> [What needs to be done]: Set down exactly the lines below between the line holding "Task: tag every instance of the shiny" and the line holding "Target: shiny blue", inclusive; no other line belongs in the answer.

> [Source records]:
----------

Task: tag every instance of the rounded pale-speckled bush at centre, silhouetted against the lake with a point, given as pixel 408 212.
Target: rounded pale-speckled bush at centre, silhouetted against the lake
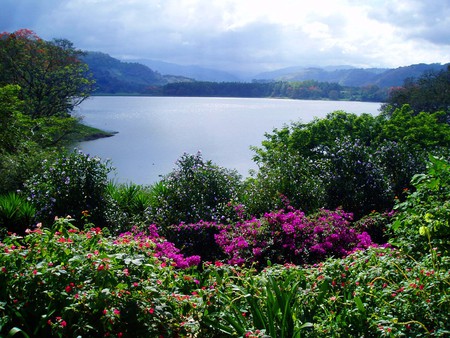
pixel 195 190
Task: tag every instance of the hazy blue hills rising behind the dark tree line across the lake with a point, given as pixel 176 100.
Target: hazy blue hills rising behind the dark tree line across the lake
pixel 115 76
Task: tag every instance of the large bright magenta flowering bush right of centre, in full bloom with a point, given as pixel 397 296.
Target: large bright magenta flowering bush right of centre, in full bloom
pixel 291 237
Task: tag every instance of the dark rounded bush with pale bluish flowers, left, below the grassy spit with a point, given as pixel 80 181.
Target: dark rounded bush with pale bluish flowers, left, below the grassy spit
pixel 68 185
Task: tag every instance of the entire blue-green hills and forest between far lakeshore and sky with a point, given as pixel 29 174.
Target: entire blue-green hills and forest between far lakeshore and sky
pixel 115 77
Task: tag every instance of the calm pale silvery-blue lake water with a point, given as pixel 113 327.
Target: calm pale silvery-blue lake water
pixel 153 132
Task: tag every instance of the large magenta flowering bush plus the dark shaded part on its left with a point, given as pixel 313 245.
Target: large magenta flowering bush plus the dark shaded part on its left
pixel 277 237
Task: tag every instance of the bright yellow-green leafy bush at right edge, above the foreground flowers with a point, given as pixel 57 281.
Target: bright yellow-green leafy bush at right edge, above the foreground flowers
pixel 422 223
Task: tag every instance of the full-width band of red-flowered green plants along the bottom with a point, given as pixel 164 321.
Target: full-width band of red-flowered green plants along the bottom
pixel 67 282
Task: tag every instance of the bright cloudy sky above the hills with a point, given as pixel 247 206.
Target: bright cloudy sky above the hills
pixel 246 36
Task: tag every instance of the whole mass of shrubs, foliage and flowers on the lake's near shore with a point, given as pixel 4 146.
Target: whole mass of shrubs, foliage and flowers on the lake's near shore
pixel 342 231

----------

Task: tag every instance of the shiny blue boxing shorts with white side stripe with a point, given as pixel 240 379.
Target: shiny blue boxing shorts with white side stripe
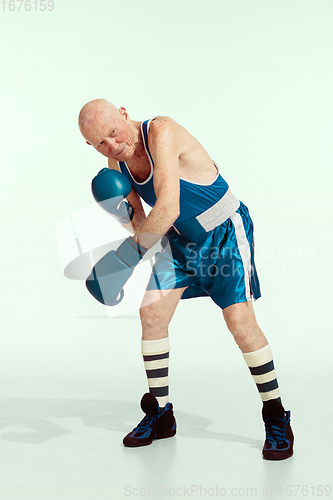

----------

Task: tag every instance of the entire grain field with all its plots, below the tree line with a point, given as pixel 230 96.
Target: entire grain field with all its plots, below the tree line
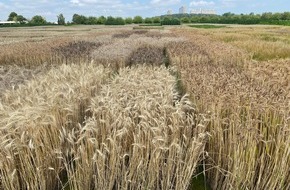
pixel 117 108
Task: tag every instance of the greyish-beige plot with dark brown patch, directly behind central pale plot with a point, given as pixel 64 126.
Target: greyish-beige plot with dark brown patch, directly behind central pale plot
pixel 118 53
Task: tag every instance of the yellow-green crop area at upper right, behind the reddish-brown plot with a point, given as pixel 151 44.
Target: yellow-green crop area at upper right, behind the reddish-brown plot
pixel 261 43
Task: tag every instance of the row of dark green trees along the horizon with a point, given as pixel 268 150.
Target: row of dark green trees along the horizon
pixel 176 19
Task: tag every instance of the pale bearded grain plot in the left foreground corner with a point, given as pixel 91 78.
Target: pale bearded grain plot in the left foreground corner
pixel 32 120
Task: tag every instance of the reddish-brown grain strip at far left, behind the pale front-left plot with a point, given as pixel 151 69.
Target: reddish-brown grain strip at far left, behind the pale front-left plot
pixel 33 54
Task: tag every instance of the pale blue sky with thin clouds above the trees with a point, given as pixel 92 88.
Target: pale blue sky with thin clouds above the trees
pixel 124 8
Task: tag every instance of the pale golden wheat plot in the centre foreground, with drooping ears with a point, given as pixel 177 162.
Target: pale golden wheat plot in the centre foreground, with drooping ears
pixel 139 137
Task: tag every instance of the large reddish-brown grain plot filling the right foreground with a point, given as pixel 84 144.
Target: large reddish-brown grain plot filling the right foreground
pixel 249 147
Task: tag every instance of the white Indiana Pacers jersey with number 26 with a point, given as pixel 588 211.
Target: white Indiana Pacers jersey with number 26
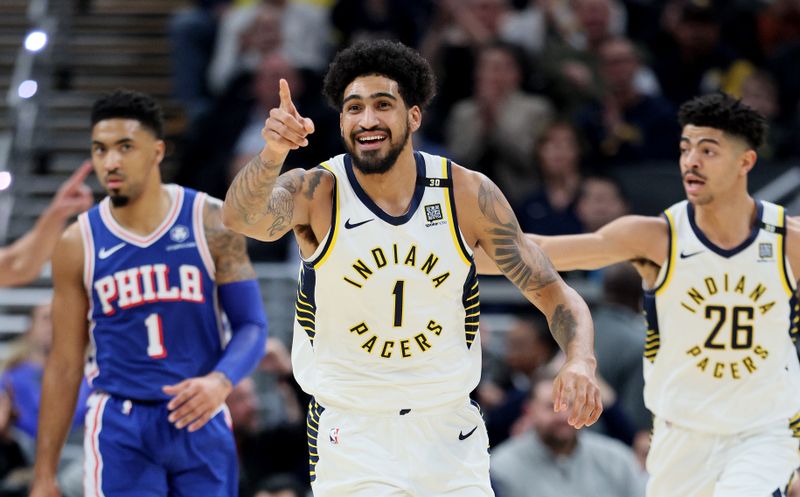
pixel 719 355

----------

> [Task response]:
Task: tag every instance of the shiny blue boxing shorts with white side stripe with a point, given as pixel 240 379.
Target: shiny blue boxing shorts with white side stripe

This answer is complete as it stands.